### What is expected
Write out every line of the material as it stands, apart from the pictures.

### Supplied records
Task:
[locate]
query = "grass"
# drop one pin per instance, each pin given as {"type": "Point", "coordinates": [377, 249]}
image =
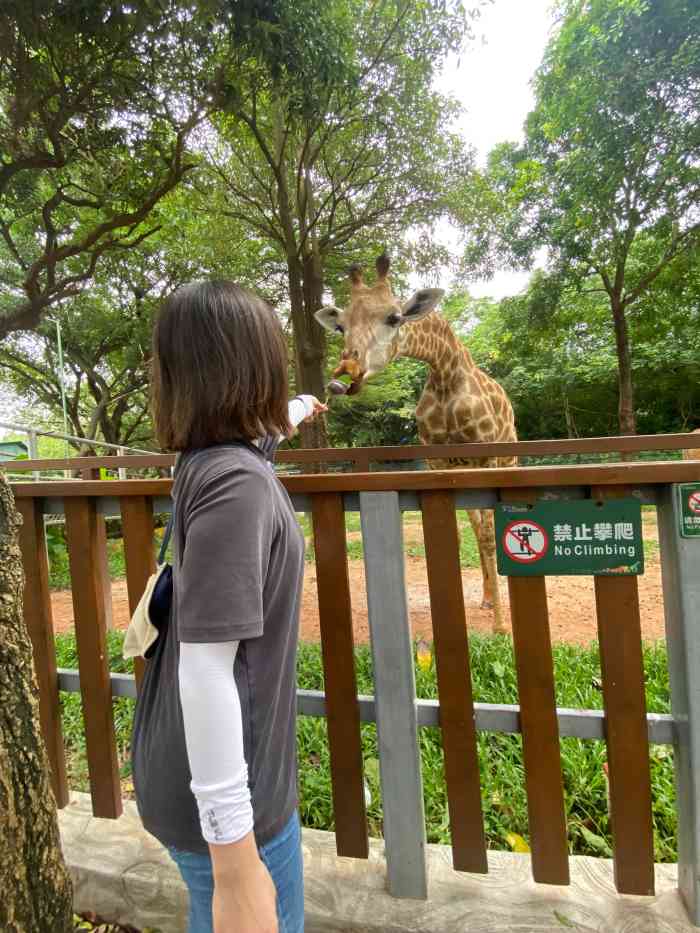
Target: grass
{"type": "Point", "coordinates": [577, 673]}
{"type": "Point", "coordinates": [59, 573]}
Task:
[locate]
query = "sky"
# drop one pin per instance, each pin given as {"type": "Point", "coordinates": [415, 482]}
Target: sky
{"type": "Point", "coordinates": [491, 79]}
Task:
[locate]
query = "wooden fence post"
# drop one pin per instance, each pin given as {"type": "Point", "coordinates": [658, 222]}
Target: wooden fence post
{"type": "Point", "coordinates": [680, 567]}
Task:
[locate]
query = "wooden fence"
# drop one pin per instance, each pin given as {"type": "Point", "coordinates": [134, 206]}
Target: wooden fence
{"type": "Point", "coordinates": [380, 498]}
{"type": "Point", "coordinates": [361, 459]}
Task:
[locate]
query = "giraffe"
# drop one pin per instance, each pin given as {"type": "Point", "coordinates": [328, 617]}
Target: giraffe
{"type": "Point", "coordinates": [459, 404]}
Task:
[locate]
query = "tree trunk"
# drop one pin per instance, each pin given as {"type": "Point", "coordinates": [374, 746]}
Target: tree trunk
{"type": "Point", "coordinates": [626, 411]}
{"type": "Point", "coordinates": [36, 890]}
{"type": "Point", "coordinates": [309, 352]}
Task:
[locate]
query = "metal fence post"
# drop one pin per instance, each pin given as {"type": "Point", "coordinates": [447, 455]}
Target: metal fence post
{"type": "Point", "coordinates": [680, 564]}
{"type": "Point", "coordinates": [395, 695]}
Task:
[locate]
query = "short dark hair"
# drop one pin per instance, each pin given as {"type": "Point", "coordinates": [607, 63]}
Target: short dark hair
{"type": "Point", "coordinates": [219, 369]}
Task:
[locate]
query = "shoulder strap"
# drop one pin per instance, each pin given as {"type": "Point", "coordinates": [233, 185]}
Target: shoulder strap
{"type": "Point", "coordinates": [167, 534]}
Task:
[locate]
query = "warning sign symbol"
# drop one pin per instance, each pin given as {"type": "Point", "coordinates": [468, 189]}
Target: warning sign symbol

### Exercise answer
Task:
[locate]
query = "grass"
# drop one pin per instance, each pin given as {"type": "Point", "coordinates": [377, 249]}
image =
Target: grass
{"type": "Point", "coordinates": [577, 673]}
{"type": "Point", "coordinates": [59, 573]}
Task:
[locate]
query = "sky"
# drop one pin per instance, each pin given as {"type": "Point", "coordinates": [415, 482]}
Target: sky
{"type": "Point", "coordinates": [491, 79]}
Task:
[locate]
query = "wooden fence post"
# drop one pin per instance, each pin given as {"type": "Point", "coordinates": [658, 222]}
Target: wooden fence post
{"type": "Point", "coordinates": [680, 567]}
Task:
[locate]
query = "wooden fence"
# drop one pin per instance, each pin given as {"type": "Point", "coordinates": [134, 206]}
Target: wooden fence
{"type": "Point", "coordinates": [380, 498]}
{"type": "Point", "coordinates": [361, 459]}
Task:
[locate]
query = "giraffe"
# drop one pin per instance, each pin given as {"type": "Point", "coordinates": [328, 617]}
Target: giraffe
{"type": "Point", "coordinates": [459, 404]}
Task:
[locate]
query = "tree trunk"
# drop one pin per instance, each pin given as {"type": "Point", "coordinates": [374, 746]}
Target: tree trunk
{"type": "Point", "coordinates": [626, 411]}
{"type": "Point", "coordinates": [36, 890]}
{"type": "Point", "coordinates": [309, 352]}
Task:
[locate]
query = "metal fence post"
# drop one pin per instance, each pin given as {"type": "Point", "coordinates": [447, 455]}
Target: metal fence post
{"type": "Point", "coordinates": [680, 564]}
{"type": "Point", "coordinates": [395, 695]}
Task:
[locate]
query = "short dark hair"
# drop one pin per instance, each pin given as {"type": "Point", "coordinates": [607, 63]}
Target: short dark hair
{"type": "Point", "coordinates": [219, 369]}
Task:
[locate]
query = "shoulder strap"
# drop one pin per instance, each pin given as {"type": "Point", "coordinates": [233, 185]}
Target: shoulder strap
{"type": "Point", "coordinates": [167, 534]}
Task:
[locate]
query = "warning sign symbol"
# drop one pin per instance, each pin given as {"type": "Point", "coordinates": [468, 189]}
Target: warning sign symbol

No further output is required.